(Arbeitsauftrag)
Entscheiden Sie für jede der Aussagen (a) bis (c), ob sie mit dem Seitenauszug über Meyerbeers Herkunft übereinstimmt, und antworten Sie jeweils mit Ja oder Nein samt den entscheidenden Worten des Seitenauszugs als wörtlichem Zitat: (a) Meyer Beer wurde in Berlin geboren. (b) Amalie und Jacob Herz Beer heirateten 1788 in Berlin. (c) Jacob Herz Beer besaß eine Zuckerraffinerie.

(Seitenauszug)
┄┄┄┄┄┄
Jugendzeit – Lehrzeit – Reisezeit


Am 5. September 1791 kam in Tasdorf, einer Poststation auf der Route von Berlin nach Frankfurt an der Oder, ein Junge zur Welt: Meyer Beer. Wer hätte ahnen können, dass aus diesem Kind einmal Giacomo Meyerbeer werden würde, einer der bedeutendsten Opernkomponisten seiner Zeit? Der kleine Meyer war der erstgeborene Sohn Amalie und Jacob Herz Beers. Ob Amalie auf dem Weg in ihre Heimatstadt niederkam oder von Berlin aus nach Frankfurt reiste, dem Geburtsort ihres Mannes, ist eine offene Frage. Der Tag der Geburt dieses Kindes war jedenfalls ein sehr glücklicher im Leben des Paars, das am 4. September 1788 in Berlin geheiratet hatte. Jacob Herz war ein Sohn Naphtali Herz Beers, eines sogenannten Schutzjuden, Amalie die älteste Tochter des vermögenden Berliner Geschäftsmannes, Postfuhrunternehmers und Pächters der preußischen Staatslotterie Liepmann Meyer Wulff, Ältester der Berliner Judenschaft. Die Eheleute lebten zunächst in Frankfurt an der Oder, doch als 1789 auf Jacob Herz Beer das Generalprivileg seines Schwiegervaters übertragen wurde, ließ er sich mit seiner Frau in Berlin nieder und leitete seinen unternehmerischen Aufstieg als Kaufmann, Bankier und Besitzer einer in der Heilige-Geist-Straße 4 betriebenen Zuckerraffinerie ein. Es sollte nicht lange dauern, bis Beer sein Unternehmen erweiterte und schließlich zu den wohlhabendsten Bürgern der Stadt zählte. Amalie Beer hingegen wurde als Berliner Salonnière eine Institution. Dem Habitus aufgeklärter jüdischer Familien entsprechend, verbanden sich mit unternehmerischem Erfolg und gesellschaftlicher Anerkennung Bildung und künstlerische Interessen. Daher scheuten Amalie und Jacob Herz Beer, denen im Laufe der Jahre noch drei weitere Söhne geschenkt wurden, keine Anstrengung, für ihre vier Kinder hervorragende Lehrer zu engagieren.
┄┄┄┄┄┄
(Vorliegende Einträge)
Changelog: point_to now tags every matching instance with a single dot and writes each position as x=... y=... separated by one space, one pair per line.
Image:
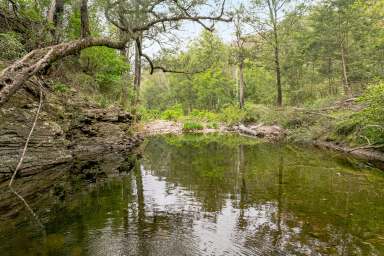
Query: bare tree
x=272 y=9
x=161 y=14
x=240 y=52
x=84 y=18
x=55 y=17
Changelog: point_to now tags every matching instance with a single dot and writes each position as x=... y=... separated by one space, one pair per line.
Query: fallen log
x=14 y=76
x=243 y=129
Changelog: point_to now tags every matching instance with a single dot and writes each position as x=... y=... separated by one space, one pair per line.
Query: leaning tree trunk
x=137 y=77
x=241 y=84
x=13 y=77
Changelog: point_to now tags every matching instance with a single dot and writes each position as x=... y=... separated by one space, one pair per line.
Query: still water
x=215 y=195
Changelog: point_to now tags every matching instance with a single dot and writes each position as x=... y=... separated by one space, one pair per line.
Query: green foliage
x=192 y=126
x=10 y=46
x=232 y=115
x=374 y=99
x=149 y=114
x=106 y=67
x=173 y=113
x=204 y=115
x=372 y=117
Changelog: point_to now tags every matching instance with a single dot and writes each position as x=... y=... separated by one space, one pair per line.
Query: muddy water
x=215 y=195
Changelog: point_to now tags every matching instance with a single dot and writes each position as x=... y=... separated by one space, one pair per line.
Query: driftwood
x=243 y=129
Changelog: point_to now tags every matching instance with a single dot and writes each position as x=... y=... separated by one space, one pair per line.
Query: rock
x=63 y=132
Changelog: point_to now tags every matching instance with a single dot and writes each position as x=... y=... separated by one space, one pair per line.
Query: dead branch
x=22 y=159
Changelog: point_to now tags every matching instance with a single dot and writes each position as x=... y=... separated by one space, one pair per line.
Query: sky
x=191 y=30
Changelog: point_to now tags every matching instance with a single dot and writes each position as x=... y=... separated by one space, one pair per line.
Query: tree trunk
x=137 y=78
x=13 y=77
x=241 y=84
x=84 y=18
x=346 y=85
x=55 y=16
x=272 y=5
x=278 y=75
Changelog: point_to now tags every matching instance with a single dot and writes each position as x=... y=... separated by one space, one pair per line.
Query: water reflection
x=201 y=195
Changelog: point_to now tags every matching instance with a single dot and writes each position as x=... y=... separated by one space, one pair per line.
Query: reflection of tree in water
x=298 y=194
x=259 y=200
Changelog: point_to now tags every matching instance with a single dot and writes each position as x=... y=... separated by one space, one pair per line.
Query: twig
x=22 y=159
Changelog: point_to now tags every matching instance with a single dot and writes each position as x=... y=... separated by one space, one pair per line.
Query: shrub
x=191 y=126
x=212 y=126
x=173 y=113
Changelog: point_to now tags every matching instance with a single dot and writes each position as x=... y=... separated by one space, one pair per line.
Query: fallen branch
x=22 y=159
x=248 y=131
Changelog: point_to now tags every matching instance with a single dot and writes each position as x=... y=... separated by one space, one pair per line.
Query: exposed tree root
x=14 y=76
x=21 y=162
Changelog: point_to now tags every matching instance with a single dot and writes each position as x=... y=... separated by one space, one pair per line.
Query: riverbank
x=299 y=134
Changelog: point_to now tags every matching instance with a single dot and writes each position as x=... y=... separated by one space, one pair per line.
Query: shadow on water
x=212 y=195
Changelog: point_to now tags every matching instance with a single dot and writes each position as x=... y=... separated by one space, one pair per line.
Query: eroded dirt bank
┄┄┄┄┄┄
(Lösung)
(a) Nein: „Am 5. September 1791 kam in Tasdorf, einer Poststation auf der Route von Berlin nach Frankfurt an der Oder, ein Junge zur Welt“
(b) Ja: „das am 4. September 1788 in Berlin geheiratet hatte“
(c) Ja: „Besitzer einer in der Heilige-Geist-Straße 4 betriebenen Zuckerraffinerie“